=== Given data ===

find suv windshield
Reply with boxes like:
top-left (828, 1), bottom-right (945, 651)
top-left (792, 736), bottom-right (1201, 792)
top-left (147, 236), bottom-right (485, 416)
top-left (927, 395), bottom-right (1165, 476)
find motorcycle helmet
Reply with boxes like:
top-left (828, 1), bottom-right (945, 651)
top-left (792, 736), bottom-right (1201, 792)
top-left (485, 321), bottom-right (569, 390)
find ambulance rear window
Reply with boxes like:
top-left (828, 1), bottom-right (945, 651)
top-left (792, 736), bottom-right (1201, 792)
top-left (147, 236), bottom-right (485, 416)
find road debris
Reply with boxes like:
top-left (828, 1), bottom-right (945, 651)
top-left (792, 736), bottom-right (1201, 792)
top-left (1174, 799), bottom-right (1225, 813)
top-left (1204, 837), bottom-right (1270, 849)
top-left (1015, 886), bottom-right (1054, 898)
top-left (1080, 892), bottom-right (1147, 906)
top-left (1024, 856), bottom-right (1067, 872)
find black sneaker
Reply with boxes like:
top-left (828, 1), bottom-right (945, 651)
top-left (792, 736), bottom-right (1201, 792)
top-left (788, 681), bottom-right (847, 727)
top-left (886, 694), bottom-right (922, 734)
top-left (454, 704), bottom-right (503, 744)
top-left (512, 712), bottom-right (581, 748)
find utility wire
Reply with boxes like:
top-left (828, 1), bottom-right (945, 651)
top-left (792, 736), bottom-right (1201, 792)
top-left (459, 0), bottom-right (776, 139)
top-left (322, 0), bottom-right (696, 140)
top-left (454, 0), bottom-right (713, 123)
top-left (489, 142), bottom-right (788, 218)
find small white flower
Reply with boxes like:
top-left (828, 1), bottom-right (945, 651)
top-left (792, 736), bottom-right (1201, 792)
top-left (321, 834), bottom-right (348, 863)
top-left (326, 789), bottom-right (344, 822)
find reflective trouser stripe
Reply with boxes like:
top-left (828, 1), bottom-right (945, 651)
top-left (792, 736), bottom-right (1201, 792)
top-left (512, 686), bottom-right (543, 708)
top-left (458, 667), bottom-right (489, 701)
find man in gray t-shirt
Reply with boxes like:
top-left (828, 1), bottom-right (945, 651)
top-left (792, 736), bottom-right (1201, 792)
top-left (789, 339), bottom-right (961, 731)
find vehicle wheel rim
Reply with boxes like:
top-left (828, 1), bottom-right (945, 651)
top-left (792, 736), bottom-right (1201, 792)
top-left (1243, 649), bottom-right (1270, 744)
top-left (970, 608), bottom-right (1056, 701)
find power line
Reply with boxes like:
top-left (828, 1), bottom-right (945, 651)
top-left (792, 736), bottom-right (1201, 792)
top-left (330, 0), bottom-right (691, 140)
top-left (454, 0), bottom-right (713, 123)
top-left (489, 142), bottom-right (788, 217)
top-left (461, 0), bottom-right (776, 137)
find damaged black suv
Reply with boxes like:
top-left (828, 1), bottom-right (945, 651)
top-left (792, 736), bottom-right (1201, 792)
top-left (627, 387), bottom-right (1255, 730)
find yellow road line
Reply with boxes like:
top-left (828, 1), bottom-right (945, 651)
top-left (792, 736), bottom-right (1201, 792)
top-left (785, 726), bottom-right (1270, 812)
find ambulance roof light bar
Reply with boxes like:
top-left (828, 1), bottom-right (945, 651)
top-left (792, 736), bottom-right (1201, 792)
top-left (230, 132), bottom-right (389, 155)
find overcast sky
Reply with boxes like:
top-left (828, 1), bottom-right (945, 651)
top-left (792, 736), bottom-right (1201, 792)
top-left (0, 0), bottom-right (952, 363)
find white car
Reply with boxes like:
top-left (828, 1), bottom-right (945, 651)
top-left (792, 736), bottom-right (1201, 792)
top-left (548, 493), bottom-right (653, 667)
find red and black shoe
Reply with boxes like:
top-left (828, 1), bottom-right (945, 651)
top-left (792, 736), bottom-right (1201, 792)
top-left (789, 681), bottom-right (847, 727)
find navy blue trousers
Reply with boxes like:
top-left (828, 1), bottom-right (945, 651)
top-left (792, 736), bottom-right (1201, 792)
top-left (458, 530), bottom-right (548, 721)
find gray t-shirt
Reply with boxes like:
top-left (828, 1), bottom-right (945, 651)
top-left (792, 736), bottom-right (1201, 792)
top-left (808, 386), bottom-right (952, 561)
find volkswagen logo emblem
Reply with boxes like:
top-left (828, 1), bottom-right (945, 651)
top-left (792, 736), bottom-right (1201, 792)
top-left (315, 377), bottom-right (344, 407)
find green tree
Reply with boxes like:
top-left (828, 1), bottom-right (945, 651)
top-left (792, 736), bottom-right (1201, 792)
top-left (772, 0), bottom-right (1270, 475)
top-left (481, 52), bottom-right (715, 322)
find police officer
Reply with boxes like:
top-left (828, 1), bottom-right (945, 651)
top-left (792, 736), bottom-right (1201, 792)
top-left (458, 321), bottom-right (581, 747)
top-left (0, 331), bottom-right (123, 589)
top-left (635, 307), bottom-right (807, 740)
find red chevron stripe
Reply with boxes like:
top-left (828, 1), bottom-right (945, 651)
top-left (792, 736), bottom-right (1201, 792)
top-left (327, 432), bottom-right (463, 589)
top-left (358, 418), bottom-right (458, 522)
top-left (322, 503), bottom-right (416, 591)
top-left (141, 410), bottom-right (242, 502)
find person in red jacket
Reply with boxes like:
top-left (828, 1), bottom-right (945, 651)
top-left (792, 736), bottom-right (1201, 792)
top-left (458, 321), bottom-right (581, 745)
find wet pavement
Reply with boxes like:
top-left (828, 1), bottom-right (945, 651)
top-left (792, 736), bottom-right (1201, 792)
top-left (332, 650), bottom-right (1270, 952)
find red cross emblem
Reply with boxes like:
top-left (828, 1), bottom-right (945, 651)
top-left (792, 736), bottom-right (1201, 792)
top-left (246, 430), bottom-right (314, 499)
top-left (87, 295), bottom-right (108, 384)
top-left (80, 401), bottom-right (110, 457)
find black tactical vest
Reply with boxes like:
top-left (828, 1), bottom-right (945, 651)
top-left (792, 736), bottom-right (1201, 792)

===

Work instructions: Render every line of the rows above as a numbered list, omitting any blank lines.

Written reply:
1. find suv windshield
2. Reply with boxes like:
3. top-left (828, 1), bottom-right (945, 651)
4. top-left (792, 736), bottom-right (1201, 792)
5. top-left (147, 236), bottom-right (485, 416)
6. top-left (927, 395), bottom-right (1165, 476)
7. find motorcycle helmet
8. Reply with boxes like:
9. top-left (828, 1), bottom-right (945, 651)
10. top-left (792, 736), bottom-right (1201, 792)
11. top-left (485, 321), bottom-right (569, 390)
12. find ambulance rear window
13. Reply with boxes like:
14. top-left (828, 1), bottom-right (945, 651)
15. top-left (792, 736), bottom-right (1201, 792)
16. top-left (147, 236), bottom-right (485, 416)
17. find road debris
18. Reply with boxes like:
19. top-left (828, 1), bottom-right (945, 651)
20. top-left (792, 736), bottom-right (1201, 792)
21. top-left (1174, 799), bottom-right (1225, 813)
22. top-left (1204, 837), bottom-right (1270, 849)
23. top-left (1015, 886), bottom-right (1054, 898)
24. top-left (1080, 892), bottom-right (1147, 906)
25. top-left (1024, 856), bottom-right (1067, 872)
26. find black sneaker
27. Reply with boxes like:
28. top-left (828, 1), bottom-right (945, 651)
29. top-left (792, 736), bottom-right (1201, 792)
30. top-left (788, 681), bottom-right (847, 727)
31. top-left (886, 694), bottom-right (922, 734)
32. top-left (454, 704), bottom-right (503, 744)
33. top-left (512, 712), bottom-right (581, 748)
34. find utility wire
35. Reply with boxes like:
36. top-left (828, 1), bottom-right (945, 651)
37. top-left (792, 736), bottom-right (1201, 792)
38. top-left (459, 0), bottom-right (776, 139)
39. top-left (322, 0), bottom-right (696, 140)
40. top-left (454, 0), bottom-right (713, 123)
41. top-left (489, 142), bottom-right (788, 218)
42. find small white flower
43. Reply with boxes like:
44. top-left (828, 1), bottom-right (945, 651)
45. top-left (792, 736), bottom-right (1201, 792)
46. top-left (321, 834), bottom-right (348, 863)
47. top-left (326, 789), bottom-right (344, 822)
48. find reflective trouser stripe
49. Reply with boxes like:
50. top-left (828, 1), bottom-right (945, 651)
51. top-left (792, 736), bottom-right (1201, 792)
52. top-left (512, 686), bottom-right (543, 708)
53. top-left (458, 667), bottom-right (489, 701)
54. find man in gray t-shirt
55. Reply with boxes like:
56. top-left (828, 1), bottom-right (945, 651)
57. top-left (792, 736), bottom-right (1201, 792)
58. top-left (789, 339), bottom-right (961, 731)
59. find vehicle wheel rim
60. Reply with boxes like:
61. top-left (828, 1), bottom-right (945, 651)
62. top-left (792, 736), bottom-right (1201, 792)
63. top-left (1243, 649), bottom-right (1270, 744)
64. top-left (970, 608), bottom-right (1056, 701)
65. find power line
66. Reply with boxes like:
67. top-left (828, 1), bottom-right (945, 651)
68. top-left (792, 736), bottom-right (1201, 792)
69. top-left (330, 0), bottom-right (691, 140)
70. top-left (454, 0), bottom-right (713, 123)
71. top-left (489, 142), bottom-right (788, 217)
72. top-left (461, 0), bottom-right (776, 137)
73. find damaged black suv
74. Reply with boxes like:
75. top-left (828, 1), bottom-right (945, 651)
76. top-left (792, 736), bottom-right (1201, 792)
77. top-left (627, 387), bottom-right (1255, 730)
78. find yellow road line
79. Reply with boxes like:
80. top-left (828, 1), bottom-right (945, 651)
81. top-left (792, 736), bottom-right (1201, 792)
82. top-left (785, 726), bottom-right (1270, 812)
83. find ambulance roof light bar
84. Reply with boxes like:
85. top-left (828, 1), bottom-right (945, 651)
86. top-left (792, 736), bottom-right (1201, 792)
87. top-left (230, 132), bottom-right (389, 155)
88. find overcast sky
89. Reply with boxes like:
90. top-left (828, 1), bottom-right (945, 651)
91. top-left (792, 736), bottom-right (1201, 792)
92. top-left (0, 0), bottom-right (952, 363)
93. find white car
94. Reply with boxes like:
95. top-left (828, 1), bottom-right (945, 651)
96. top-left (792, 736), bottom-right (1201, 792)
97. top-left (548, 493), bottom-right (653, 667)
98. find red and black shoe
99. Reply with boxes like:
100. top-left (828, 1), bottom-right (945, 651)
101. top-left (792, 736), bottom-right (1201, 792)
102. top-left (789, 681), bottom-right (847, 727)
103. find navy blue trousers
104. Reply with boxes like:
105. top-left (828, 1), bottom-right (945, 651)
106. top-left (792, 736), bottom-right (1201, 792)
107. top-left (458, 530), bottom-right (548, 721)
108. find gray t-shirt
109. Reply with boxes like:
110. top-left (828, 1), bottom-right (945, 651)
111. top-left (792, 736), bottom-right (1201, 792)
112. top-left (808, 386), bottom-right (952, 561)
113. find volkswagen logo emblem
114. Reply with boxes like:
115. top-left (828, 1), bottom-right (945, 651)
116. top-left (792, 736), bottom-right (1201, 792)
117. top-left (315, 377), bottom-right (344, 407)
118. find green tree
119. Reply with boxes like:
120. top-left (828, 1), bottom-right (945, 651)
121. top-left (792, 736), bottom-right (1201, 792)
122. top-left (772, 0), bottom-right (1270, 475)
123. top-left (481, 52), bottom-right (715, 322)
124. find police officer
125. Reply with boxes like:
126. top-left (828, 1), bottom-right (945, 651)
127. top-left (792, 736), bottom-right (1201, 792)
128. top-left (458, 321), bottom-right (581, 747)
129. top-left (0, 331), bottom-right (123, 589)
130. top-left (635, 307), bottom-right (807, 740)
131. find red chevron stripe
132. Reply with boxes like:
133. top-left (828, 1), bottom-right (945, 651)
134. top-left (792, 736), bottom-right (1201, 792)
135. top-left (327, 432), bottom-right (463, 589)
136. top-left (358, 418), bottom-right (458, 522)
137. top-left (322, 503), bottom-right (416, 591)
138. top-left (141, 410), bottom-right (242, 502)
139. find person in red jacket
140. Reply with boxes like:
141. top-left (828, 1), bottom-right (945, 651)
142. top-left (792, 736), bottom-right (1201, 792)
143. top-left (458, 321), bottom-right (581, 745)
144. find wet pavement
145. Reply with boxes like:
146. top-left (828, 1), bottom-right (945, 651)
147. top-left (792, 736), bottom-right (1201, 792)
148. top-left (332, 650), bottom-right (1270, 952)
149. find red cross emblem
150. Reply with boxes like:
151. top-left (828, 1), bottom-right (945, 651)
152. top-left (792, 736), bottom-right (1201, 792)
153. top-left (246, 430), bottom-right (314, 499)
154. top-left (87, 295), bottom-right (108, 384)
155. top-left (80, 401), bottom-right (110, 457)
156. find black tactical vest
157. Reply with boxes like:
158. top-left (828, 1), bottom-right (945, 651)
159. top-left (792, 736), bottom-right (1201, 792)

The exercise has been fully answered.